» **Source material**
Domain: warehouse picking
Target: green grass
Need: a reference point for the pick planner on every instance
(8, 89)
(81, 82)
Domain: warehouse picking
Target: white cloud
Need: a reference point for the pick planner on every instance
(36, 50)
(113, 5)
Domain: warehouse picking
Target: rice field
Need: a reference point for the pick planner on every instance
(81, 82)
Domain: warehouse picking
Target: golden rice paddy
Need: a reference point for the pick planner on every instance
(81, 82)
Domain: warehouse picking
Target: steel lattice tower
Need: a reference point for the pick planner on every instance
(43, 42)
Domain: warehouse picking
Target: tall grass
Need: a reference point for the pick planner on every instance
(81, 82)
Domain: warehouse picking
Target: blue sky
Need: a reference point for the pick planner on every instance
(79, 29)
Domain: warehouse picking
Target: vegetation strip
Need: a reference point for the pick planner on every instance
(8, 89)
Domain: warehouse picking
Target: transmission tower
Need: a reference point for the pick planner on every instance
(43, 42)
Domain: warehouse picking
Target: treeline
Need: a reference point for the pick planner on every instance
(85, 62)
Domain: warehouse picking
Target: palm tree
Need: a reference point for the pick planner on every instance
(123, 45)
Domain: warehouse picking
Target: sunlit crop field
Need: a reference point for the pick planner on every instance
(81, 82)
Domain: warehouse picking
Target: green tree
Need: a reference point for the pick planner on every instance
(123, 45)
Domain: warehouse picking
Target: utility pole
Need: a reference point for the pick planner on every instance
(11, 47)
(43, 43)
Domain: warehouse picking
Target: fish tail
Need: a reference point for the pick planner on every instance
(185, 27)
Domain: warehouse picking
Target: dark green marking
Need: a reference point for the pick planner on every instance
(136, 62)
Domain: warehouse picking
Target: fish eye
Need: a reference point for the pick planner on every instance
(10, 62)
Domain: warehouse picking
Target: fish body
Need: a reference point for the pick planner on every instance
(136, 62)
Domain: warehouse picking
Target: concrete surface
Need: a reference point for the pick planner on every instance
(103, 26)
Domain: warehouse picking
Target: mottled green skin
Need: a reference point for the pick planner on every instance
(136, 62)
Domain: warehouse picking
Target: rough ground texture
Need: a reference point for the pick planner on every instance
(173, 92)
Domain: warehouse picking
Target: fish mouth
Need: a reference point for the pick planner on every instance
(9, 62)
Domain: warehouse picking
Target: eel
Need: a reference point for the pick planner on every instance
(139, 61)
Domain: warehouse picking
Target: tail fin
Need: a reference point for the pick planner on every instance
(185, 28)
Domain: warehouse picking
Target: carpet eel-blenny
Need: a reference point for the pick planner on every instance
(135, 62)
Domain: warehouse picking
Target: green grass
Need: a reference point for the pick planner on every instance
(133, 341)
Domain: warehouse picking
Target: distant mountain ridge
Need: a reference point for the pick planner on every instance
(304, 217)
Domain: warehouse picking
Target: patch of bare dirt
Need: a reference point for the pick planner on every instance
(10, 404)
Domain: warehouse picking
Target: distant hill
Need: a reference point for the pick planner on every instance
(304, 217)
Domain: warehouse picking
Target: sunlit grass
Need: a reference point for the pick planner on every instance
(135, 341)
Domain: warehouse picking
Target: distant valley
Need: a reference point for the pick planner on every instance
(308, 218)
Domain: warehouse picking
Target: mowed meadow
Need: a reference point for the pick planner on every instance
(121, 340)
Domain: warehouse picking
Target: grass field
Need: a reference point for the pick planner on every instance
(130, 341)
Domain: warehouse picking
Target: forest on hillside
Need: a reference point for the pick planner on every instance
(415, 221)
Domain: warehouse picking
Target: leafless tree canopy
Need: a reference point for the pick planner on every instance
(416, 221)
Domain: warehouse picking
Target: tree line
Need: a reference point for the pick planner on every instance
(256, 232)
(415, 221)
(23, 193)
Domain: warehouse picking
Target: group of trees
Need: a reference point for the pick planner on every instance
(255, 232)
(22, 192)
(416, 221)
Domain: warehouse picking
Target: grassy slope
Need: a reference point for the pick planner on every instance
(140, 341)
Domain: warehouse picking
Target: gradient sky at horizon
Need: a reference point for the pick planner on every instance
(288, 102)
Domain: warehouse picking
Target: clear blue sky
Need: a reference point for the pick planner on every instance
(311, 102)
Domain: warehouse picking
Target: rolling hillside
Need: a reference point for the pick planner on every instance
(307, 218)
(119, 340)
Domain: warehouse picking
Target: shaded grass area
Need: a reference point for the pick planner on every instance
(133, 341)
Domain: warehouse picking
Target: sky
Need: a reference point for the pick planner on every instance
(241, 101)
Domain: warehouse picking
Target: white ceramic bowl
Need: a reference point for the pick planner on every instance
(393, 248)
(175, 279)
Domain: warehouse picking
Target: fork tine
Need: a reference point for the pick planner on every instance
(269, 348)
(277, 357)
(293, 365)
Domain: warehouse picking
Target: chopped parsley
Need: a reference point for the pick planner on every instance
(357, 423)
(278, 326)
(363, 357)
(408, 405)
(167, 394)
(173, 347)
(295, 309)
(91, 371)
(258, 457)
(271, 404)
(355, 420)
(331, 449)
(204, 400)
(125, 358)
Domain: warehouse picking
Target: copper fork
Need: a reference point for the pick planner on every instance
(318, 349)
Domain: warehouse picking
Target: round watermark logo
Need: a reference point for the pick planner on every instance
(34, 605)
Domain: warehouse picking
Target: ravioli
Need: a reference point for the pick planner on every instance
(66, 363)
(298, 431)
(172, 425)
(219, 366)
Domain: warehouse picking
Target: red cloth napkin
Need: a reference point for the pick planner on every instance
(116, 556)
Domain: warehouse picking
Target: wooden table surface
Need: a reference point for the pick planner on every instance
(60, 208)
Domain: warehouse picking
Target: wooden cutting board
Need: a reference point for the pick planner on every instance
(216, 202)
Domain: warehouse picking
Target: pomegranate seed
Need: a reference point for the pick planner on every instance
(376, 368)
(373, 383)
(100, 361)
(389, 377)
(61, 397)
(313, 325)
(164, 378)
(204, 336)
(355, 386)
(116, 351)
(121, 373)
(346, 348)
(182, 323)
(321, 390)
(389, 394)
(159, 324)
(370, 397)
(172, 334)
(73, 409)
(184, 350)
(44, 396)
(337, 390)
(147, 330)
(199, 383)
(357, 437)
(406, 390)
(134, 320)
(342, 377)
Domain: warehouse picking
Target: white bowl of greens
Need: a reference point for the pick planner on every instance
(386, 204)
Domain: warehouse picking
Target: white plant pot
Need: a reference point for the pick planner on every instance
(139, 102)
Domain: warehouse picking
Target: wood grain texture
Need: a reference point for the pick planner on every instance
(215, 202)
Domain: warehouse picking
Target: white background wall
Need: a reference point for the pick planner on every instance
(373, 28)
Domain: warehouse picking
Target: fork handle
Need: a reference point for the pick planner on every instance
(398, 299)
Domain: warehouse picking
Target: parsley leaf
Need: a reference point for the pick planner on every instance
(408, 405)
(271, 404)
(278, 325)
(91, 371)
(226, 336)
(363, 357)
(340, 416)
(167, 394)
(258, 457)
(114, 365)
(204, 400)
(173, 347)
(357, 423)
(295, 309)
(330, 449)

» **Exercise goal**
Locate each line in the rows above that contains the word "wooden", and copy every such line. Letter case matters, so a match must have the same capitals and lowercase letters.

» **Expected answer**
Target: wooden table surface
Target: wooden cutting board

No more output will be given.